**** INPUT

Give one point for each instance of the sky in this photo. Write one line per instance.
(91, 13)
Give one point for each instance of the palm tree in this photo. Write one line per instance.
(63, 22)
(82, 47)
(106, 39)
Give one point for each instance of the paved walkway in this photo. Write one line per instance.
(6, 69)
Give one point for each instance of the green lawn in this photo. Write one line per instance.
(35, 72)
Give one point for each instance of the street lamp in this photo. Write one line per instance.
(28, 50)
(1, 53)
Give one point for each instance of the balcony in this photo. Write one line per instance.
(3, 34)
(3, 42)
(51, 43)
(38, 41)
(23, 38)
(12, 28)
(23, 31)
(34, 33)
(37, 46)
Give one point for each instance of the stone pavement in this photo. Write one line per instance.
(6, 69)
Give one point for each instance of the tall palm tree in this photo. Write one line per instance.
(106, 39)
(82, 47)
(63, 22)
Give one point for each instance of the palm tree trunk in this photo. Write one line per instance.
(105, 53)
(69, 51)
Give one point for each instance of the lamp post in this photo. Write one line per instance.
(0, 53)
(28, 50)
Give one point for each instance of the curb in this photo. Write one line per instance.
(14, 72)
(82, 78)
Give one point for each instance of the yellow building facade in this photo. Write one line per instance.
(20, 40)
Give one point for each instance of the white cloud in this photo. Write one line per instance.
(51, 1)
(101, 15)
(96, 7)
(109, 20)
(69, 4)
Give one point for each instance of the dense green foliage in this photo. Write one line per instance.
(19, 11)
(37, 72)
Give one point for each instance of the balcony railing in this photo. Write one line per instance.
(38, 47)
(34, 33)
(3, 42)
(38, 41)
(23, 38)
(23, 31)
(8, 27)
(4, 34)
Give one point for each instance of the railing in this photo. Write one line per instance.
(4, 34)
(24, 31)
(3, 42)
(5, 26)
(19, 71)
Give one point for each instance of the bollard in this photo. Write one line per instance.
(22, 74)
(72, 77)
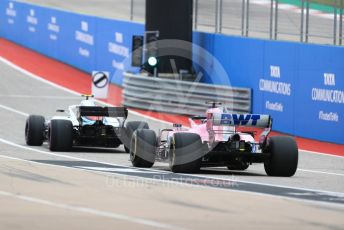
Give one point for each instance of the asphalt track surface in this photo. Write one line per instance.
(289, 22)
(99, 186)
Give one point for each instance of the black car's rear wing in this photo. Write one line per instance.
(102, 111)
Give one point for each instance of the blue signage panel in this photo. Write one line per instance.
(114, 40)
(319, 99)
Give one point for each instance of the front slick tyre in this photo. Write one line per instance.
(142, 148)
(60, 135)
(283, 157)
(186, 153)
(129, 130)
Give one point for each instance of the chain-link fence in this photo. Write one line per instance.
(314, 21)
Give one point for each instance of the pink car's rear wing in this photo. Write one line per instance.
(248, 120)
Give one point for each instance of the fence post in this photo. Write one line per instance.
(276, 19)
(243, 18)
(341, 22)
(216, 16)
(247, 16)
(335, 24)
(196, 14)
(221, 15)
(131, 10)
(307, 21)
(302, 19)
(271, 17)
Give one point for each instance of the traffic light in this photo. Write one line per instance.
(151, 52)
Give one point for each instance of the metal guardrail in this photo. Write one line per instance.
(268, 19)
(181, 97)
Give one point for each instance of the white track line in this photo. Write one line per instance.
(173, 182)
(14, 110)
(321, 172)
(90, 211)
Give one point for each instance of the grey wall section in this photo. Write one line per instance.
(173, 19)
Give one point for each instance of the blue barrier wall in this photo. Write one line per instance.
(300, 85)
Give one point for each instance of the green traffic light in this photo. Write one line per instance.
(152, 61)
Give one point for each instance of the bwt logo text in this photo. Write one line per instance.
(236, 119)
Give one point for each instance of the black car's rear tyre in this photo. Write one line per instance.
(142, 148)
(186, 152)
(129, 129)
(34, 130)
(60, 135)
(283, 156)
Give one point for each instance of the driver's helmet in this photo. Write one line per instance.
(87, 103)
(86, 120)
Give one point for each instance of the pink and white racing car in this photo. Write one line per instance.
(213, 141)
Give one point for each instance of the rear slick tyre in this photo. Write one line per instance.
(142, 148)
(34, 130)
(186, 153)
(283, 156)
(60, 135)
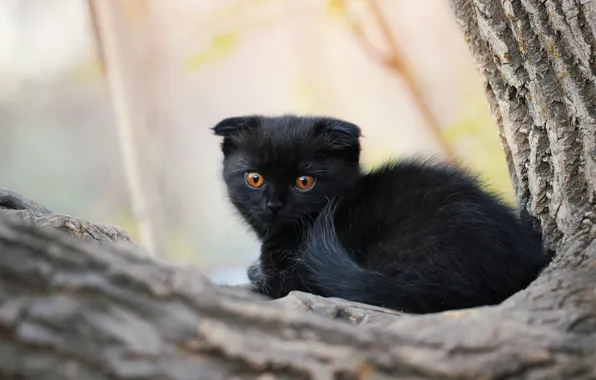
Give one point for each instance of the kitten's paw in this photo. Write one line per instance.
(254, 273)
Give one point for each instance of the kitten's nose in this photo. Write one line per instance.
(274, 206)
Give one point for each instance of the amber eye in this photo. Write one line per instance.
(254, 179)
(305, 182)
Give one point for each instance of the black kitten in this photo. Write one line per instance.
(412, 235)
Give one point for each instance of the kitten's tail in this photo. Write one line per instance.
(335, 273)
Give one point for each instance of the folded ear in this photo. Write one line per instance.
(234, 126)
(340, 134)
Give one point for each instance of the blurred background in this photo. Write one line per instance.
(106, 105)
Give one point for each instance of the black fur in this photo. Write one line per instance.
(413, 235)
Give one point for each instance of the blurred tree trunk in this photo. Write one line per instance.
(73, 310)
(129, 46)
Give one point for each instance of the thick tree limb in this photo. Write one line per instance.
(71, 309)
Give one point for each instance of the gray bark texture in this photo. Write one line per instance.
(88, 304)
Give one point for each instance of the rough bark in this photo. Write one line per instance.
(73, 309)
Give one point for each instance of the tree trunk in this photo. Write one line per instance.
(73, 309)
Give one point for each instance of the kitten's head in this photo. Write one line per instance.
(282, 170)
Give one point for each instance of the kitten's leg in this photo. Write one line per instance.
(276, 273)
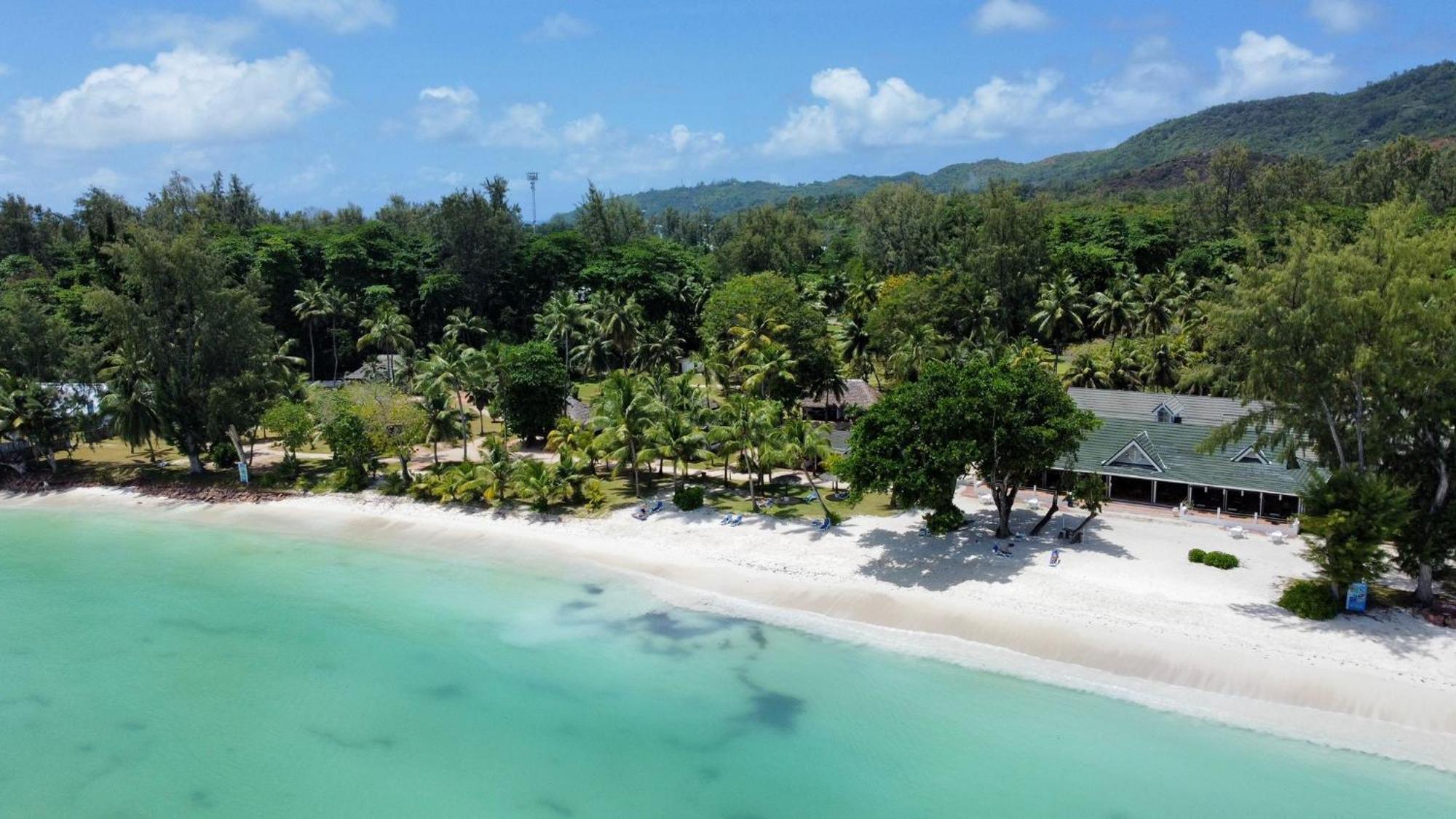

********

### ASSIGNMENT
Write out the material above precisely, leaving each picture behind.

### ANSWER SECTION
Give one point for each instance of the sky in this photo. Write one line per instance.
(91, 13)
Give one point for each instance of the palm tree in this photo. Write one line per instance.
(63, 22)
(82, 47)
(106, 39)
Give one point for each instance of the paved walkway in this photo. Write one line per instance.
(6, 69)
Give one point for each instance of the green lawn in this photo. Write one line per instance.
(35, 72)
Give one point for each instance of the street lamp in this photo. Write one line per instance.
(28, 50)
(1, 53)
Give one point for each instance of the balcony in this photo. Write one line per instance.
(3, 34)
(3, 42)
(51, 43)
(38, 41)
(23, 38)
(12, 28)
(23, 31)
(34, 33)
(37, 46)
Give one point for each instance of the stone pavement in this photo. Write one line per instance.
(6, 69)
Give one point for each instance of the tall palm tree in this photo. Write one line per instance.
(106, 39)
(82, 47)
(63, 22)
Give one point for each instance of the palm tree trunk in this photo. Write one line per instance.
(105, 53)
(69, 51)
Give one point for each instance of the lamp post in this photo. Write one line per instance.
(0, 53)
(28, 50)
Give one point for each instance of the curb in this photo. Write one line per instance.
(14, 72)
(82, 78)
Give one point for each instance of the yellow building facade in this photo. Write one line per instance.
(20, 40)
Give one point for each instance of the white cloud in this photo. Write one line per instance.
(51, 1)
(101, 15)
(96, 7)
(109, 20)
(69, 4)
Give one point for each instance of the dense green foliage in this photo. Write one line per instance.
(19, 11)
(37, 72)
Give one point for each instance of the balcony railing in this photo. Write one line per instance.
(38, 47)
(34, 33)
(3, 42)
(38, 41)
(23, 38)
(23, 31)
(8, 27)
(4, 34)
Give one point for each instance of the railing in this photo. Write one line per instance.
(4, 34)
(24, 31)
(3, 42)
(5, 26)
(19, 71)
Give one point for each instance of the bollard in this photo. Write one line per instance.
(22, 74)
(72, 77)
Give one point for each instance of the asphalt track surface in this photo. Write one line per instance.
(289, 22)
(99, 186)
Give one point for each instance of the black car's rear wing in this photo. Write one line per instance.
(102, 111)
Give one point for each instance of the blue signage panel in this photo. Write one line per instance.
(114, 40)
(319, 99)
Give one point for each instance of the front slick tyre in this photo. Write one line per instance.
(142, 148)
(60, 135)
(283, 157)
(186, 153)
(129, 130)
Give one point for each instance of the chain-link fence in this photo. Write one line per instance.
(314, 21)
Give one point for each instance of the pink car's rear wing in this photo. Write one line per instance.
(248, 120)
Give one point for each instance of the fence post in this photo. Write one line per instance.
(276, 19)
(243, 18)
(341, 22)
(216, 16)
(247, 16)
(335, 24)
(196, 14)
(221, 15)
(131, 10)
(307, 21)
(302, 19)
(271, 17)
Give one point for each instance of the traffic light in this photo. Write one line per instance.
(151, 52)
Give one point for each instance of the metal guardrail in this photo. Write one line per instance.
(268, 19)
(181, 97)
Give one point for each instance of the white track line in this photo. Write one line per instance.
(173, 182)
(14, 110)
(321, 172)
(90, 211)
Give one point for each instance of the grey wall section in this photo. Write one line per instance.
(173, 19)
Give one point for each instance of the blue barrier wall in this photo. Write one line per instance.
(300, 85)
Give one point for each instance of the green traffic light in this photo. Write one line per instance.
(152, 61)
Give one point for each instance of the bwt logo text in this photo. Write one line per instance.
(236, 119)
Give one point for each instance of the black car's rear tyre in this photo. Write one line per instance.
(142, 148)
(186, 152)
(129, 129)
(34, 130)
(60, 135)
(283, 156)
Give one point for each instance of the driver's helmet in this photo. Write one line per instance.
(87, 103)
(86, 120)
Give one point for each instance of the pink and white racing car in this photo. Write one line per instance.
(213, 141)
Give one point for each instance of the rear slick tyre in this photo. Write one line per instance.
(142, 148)
(34, 130)
(186, 153)
(283, 156)
(60, 135)
Give one point for each instance of the kitten's paw in this photo. Write one line per instance.
(254, 273)
Give one point for each instance of the kitten's nose in this photo. Write one line per instance.
(274, 206)
Give one point for each instance of the amber eye in this photo. Write one line per instance.
(254, 179)
(305, 182)
Give one point for each instance of the black kitten in this photo. Write one line per instance.
(412, 235)
Give one point for each instance of the kitten's tail in this photo. Write one line per instance.
(335, 273)
Give one point for each instance of the folded ear in this photo. Write one line per instance.
(234, 126)
(340, 134)
Give one point for each instance of the blurred background in this photo. Write one line per instance.
(106, 105)
Give one point for each instance of the black fur in this photo. Write one line per instance.
(413, 235)
Give one point for each instance of the blurred tree trunk in this photo. Write one line per instance.
(73, 310)
(129, 46)
Give one point for each instance of the thick tree limb in this photo. Write one line per instance.
(71, 309)
Give one point for each instance of the gray bark texture in this photo. Write one line per instance.
(88, 304)
Give one point for each instance of the rough bark in this photo. Write one line per instance.
(73, 309)
Give one point for each instance of the tree trunk in this photo. Write one line per instance.
(73, 309)
Give one point for each instance of the kitten's head in this photo. Write one line per instance.
(282, 170)
Give one point for each instance of the kitten's leg in this photo. Write one line per instance.
(276, 273)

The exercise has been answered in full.